Around the town of Kaub in Germany, only some ferries still run. They need at least 1.2 meters (3.9 feet) of water to operate. If the Rhine drops another 30 centimeters (11.8 inches), the bottom of the ferries would scrape the river bottom. Traditionally, October is the driest month along the Rhine.

Still, the Rhine had not yet dropped below its lowest recorded measure. In 2018, the Rhine at Kaub had fallen to 25 cm (9.8 inches) at the gauging station. As of mid-August, it measured 42 cm (16.5 inches) at that same station. The gauging station measures water depth at that point, not at the deepest part of the river.

Upriver at Bingen in Germany, the sun has bleached dried large parts of the riverbed. Only a few commercial vehicles travel the Rhine in this area.

If the water levels fall below a certain point, Dutch, French, German, and Swiss authorities may have to close parts of the Rhine to shipping.

Hunger Stones along the Elbe

As reported by the BBC, the receding river waters have revealed “hunger stones.” People had marked these stones with the years of prior droughts. Crops covering the stones have been a marker for hardship. Their emergence in the past meant crop failures due to drought. These stones serve as a “warning to future generations that when the stones are above water, hardship lies ahead.”

Hunger rock marking low levels of the Elbe River in Děčín – Image credit: Norbert Kaiser – CC BY-SA 3.0

The stones along the banks of the receding Elbe River have become visible for anyone to see. The Elbe river flows from Czechia through central Germany and out into the North Sea. One stone from the 1400s became visible in 1616. In that year, someone had inscribed it with the plaintive sentence, “If you see me, cry.”

= = =

■ ACTIVITY:
Repeat the passage on low river levels along the Rhine and Elbe word for word, starting at "Upriver at Bingen" and ending at "Rhine to shipping.".

■ GIVEN DATA:
= = =

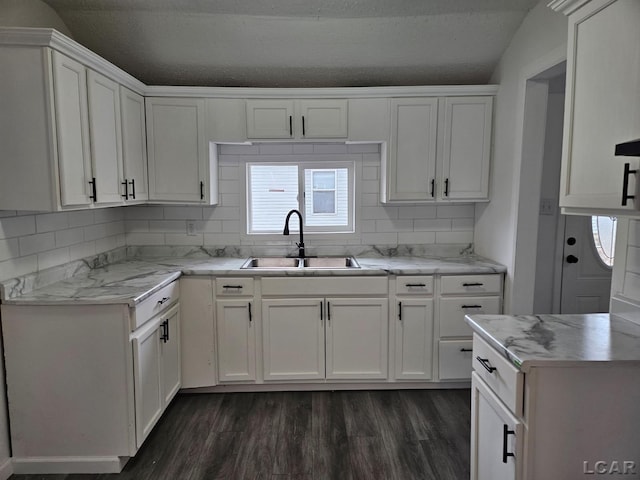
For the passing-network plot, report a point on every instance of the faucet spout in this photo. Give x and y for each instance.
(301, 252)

= = =

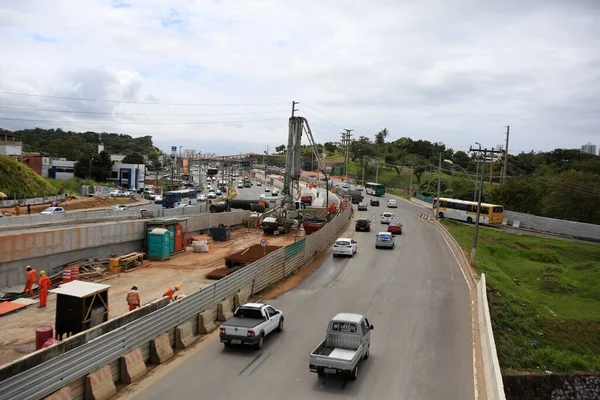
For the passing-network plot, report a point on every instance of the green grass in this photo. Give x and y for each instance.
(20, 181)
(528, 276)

= = =

■ WRITTEN ANSWER:
Upriver at Bingen in Germany, the sun has bleached dried large parts of the riverbed. Only a few commercial vehicles travel the Rhine in this area.

If the water levels fall below a certain point, Dutch, French, German, and Swiss authorities may have to close parts of the Rhine to shipping.